**TEXTO PROPORCIONADO**
<<<<

Allí, en su ciudad natal, dejaba a un grupo de fieles, pero también a enemigos tenaces que, tras haber intentado primero seducirle y después amedrentarle, planeaban su asesinato.  Tuvo pues que ordenar el Profeta el éxodo de la pequeña comunidad de creyentes.  Y un día, acompañado de su fiel Abu Bakr, salió secretamente de la ciudad.  Tras una larga y peligrosa travesía del desierto, llegaba Mahoma a Yatrib, a donde ya habían arribado sus compañeros y cuyos habitantes le recibieron con los brazos abiertos.

 

De aquella modesta aglomeración iba a hacer el Profeta la Ciudad por excelencia, Medina, que pronto se convertiría en la segunda ciudad santa del Islam.  La antigua Yatrib sería, gracias a Mahoma, el punto de partida de una nueva civilización.

 

Así, la Hégira -esa epopeya del éxodo- contiene en potencia algunas de las razones por las cuales el mensaje transmitido por Mahoma iba a identificarse, tras su muerte, con las esperanzas de tantos pueblos, confiriendo a su vida una nueva dimensión espiritual, ética, política y social.

 

La primera de esas significaciones de la Hégira es la universalidad.  Es dirigiéndose a todos los hombres sin exclusión como el Profeta y sus compañeros iban a construir una sociedad nueva, como los primeros califas llevarían el Islam más allá de las fronteras de la Península Arábiga, y como sus sucesores propagarían su luz por un inmenso territorio en que Europa, Asia y Africa se unían.

 

En efecto, el mensaje transmitido por el Profeta aportaba a los pueblos que lo recibían un ensanchamiento radical de todos los horizontes del espíritu, iluminando su existencia con una fe que trascendía las contingencias de la vida, poniendo a la ética como fundamento de la política y garantizando a cada individuo la plenitud de sus derechos en el seno de la comunidad.

 

La libertad de la comunidad musulmana se constituye, efectivamente, con el tejido de todas las libertades individuales, las cuales sólo florecen en la medida en que florece la comunidad entera.  Cuando ésta se halla amenazada o sufre menoscabo, cada uno de los que la forman resulta amenazado o menoscabado.  Y, al revés, cuando se impide a sus miembros vivir plenamente su vida participando libremente en la de la comunidad, la vida no puede sino empobrecerse y la comunidad deja de ser tal.

 

Así, los derechos de cada ser humano se basan en la igualdad absoluta de todos ante Dios.  "Sois todos iguales como los dientes del peine", ha dicho el Profeta.  Y esta igualdad fundamental, no alterada ni por los privilegios del nacimiento ni por las vicisitudes de la fortuna, entraña una responsabilidad jurídica y moral igual para todos.  De este modo, cada individuo responde ante Dios y ante los hombres de su propia conducta y, al mismo tiempo, de la gestión de los asuntos de la comunidad.

>>>>

**DATOS PROPORCIONADOS**
<<<<

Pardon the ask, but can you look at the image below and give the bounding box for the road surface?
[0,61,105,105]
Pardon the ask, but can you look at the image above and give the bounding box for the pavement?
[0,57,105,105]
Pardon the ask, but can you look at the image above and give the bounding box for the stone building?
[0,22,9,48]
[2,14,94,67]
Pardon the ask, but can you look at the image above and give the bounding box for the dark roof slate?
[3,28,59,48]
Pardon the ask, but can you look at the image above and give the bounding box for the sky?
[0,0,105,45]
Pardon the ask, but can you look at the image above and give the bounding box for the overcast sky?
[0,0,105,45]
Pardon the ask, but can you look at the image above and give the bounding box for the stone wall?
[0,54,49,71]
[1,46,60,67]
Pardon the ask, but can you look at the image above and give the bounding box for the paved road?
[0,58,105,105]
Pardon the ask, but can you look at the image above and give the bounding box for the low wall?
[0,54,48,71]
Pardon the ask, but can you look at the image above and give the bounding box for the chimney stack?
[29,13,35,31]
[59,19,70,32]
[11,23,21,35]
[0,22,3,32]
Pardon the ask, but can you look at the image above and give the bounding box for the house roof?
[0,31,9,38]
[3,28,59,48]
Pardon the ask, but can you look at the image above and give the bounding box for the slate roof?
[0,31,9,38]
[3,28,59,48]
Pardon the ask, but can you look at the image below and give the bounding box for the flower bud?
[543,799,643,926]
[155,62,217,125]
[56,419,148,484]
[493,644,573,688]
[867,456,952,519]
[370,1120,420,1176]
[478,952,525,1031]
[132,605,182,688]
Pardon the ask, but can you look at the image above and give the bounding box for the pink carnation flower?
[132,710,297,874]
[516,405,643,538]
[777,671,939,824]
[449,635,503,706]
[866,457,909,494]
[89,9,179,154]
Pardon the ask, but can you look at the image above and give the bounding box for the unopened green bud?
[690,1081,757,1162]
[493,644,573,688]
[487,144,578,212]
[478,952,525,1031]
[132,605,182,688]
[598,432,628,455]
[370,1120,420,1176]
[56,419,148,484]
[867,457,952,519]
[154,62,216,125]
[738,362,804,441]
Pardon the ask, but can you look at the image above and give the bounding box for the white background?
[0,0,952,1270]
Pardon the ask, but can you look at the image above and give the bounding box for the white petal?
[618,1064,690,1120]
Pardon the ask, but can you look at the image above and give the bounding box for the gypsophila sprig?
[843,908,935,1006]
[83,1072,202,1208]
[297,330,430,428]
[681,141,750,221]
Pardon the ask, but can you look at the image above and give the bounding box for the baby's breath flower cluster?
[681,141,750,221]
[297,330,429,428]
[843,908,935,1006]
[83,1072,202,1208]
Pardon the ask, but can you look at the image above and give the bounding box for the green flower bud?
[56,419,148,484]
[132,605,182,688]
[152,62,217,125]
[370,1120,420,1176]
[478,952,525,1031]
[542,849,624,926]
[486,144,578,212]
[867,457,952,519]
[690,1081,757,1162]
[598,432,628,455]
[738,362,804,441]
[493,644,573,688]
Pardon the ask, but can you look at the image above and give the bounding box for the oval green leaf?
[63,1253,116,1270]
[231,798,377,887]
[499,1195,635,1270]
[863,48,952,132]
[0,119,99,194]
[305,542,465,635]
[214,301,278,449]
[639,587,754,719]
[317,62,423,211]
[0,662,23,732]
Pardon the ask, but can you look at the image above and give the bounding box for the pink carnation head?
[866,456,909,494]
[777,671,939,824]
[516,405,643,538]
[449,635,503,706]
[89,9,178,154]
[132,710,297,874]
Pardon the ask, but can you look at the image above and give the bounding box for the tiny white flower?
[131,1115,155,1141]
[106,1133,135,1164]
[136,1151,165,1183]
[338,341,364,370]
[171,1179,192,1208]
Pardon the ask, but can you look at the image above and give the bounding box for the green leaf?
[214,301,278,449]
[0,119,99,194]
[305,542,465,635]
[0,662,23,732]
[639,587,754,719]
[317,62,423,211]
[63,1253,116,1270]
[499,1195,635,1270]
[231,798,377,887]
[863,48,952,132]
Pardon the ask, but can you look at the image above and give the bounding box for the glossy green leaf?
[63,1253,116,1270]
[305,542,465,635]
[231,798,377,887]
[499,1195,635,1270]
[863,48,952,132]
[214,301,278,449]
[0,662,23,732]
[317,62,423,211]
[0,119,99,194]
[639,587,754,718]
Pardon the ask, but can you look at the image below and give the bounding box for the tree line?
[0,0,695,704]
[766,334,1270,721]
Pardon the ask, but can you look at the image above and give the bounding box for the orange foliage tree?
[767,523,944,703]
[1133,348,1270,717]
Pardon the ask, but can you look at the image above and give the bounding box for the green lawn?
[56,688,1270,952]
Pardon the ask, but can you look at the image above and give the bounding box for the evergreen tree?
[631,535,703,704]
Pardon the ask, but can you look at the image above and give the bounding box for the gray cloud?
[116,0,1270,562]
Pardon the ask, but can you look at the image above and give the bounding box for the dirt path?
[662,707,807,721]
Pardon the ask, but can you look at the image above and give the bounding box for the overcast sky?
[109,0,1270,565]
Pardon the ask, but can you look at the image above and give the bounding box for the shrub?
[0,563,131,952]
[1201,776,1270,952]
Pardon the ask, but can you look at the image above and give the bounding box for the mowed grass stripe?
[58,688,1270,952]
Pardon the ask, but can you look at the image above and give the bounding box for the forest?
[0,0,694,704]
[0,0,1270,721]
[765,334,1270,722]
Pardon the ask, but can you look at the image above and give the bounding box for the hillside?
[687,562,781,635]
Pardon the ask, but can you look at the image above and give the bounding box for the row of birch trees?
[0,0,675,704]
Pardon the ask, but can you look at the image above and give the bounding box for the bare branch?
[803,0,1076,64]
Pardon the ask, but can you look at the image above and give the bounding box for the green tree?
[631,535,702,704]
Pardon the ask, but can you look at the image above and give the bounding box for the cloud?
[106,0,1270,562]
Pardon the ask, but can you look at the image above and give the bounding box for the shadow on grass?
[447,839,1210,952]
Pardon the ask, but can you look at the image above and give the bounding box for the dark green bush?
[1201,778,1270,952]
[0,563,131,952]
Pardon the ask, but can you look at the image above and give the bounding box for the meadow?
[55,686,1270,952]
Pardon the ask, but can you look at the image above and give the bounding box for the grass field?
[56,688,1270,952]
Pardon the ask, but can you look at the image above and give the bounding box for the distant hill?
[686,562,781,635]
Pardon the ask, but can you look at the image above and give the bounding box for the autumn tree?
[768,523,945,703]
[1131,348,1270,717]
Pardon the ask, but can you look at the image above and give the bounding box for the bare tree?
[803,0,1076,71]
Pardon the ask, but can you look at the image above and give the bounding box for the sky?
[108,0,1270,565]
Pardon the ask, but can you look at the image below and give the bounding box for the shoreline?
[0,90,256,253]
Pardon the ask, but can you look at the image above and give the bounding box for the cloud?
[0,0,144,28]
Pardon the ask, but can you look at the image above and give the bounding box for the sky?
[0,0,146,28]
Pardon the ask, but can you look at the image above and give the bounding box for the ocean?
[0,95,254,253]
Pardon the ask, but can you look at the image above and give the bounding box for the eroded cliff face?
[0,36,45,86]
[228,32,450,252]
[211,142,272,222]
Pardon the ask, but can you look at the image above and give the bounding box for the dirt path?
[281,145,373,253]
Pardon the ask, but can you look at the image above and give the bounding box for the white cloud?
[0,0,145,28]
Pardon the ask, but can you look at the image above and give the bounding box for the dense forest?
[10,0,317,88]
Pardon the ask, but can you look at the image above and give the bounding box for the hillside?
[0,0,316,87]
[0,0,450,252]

>>>>

**TRABAJO REQUERIDO**
A – Responde estas preguntas sobre el texto de la Hégira:
(i) ¿Quién acompañó a Mahoma cuando salió secretamente de la ciudad?
(ii) ¿Qué nombre recibiría la antigua Yatrib?
(iii) ¿Cuál es la primera significación de la Hégira?
B – Copia del texto de la Hégira el fragmento que empieza con "En efecto, el" y sigue hasta "de ser tal.", ambos incluidos.
Los datos son un material independiente del texto.

**LISTA DE SOLUCIONES**
A –
(i) Abu Bakr.
(ii) Medina.
(iii) La universalidad.

B –
En efecto, el mensaje transmitido por el Profeta aportaba a los pueblos que lo recibían un ensanchamiento radical de todos los horizontes del espíritu, iluminando su existencia con una fe que trascendía las contingencias de la vida, poniendo a la ética como fundamento de la política y garantizando a cada individuo la plenitud de sus derechos en el seno de la comunidad.

 

La libertad de la comunidad musulmana se constituye, efectivamente, con el tejido de todas las libertades individuales, las cuales sólo florecen en la medida en que florece la comunidad entera.  Cuando ésta se halla amenazada o sufre menoscabo, cada uno de los que la forman resulta amenazado o menoscabado.  Y, al revés, cuando se impide a sus miembros vivir plenamente su vida participando libremente en la de la comunidad, la vida no puede sino empobrecerse y la comunidad deja de ser tal.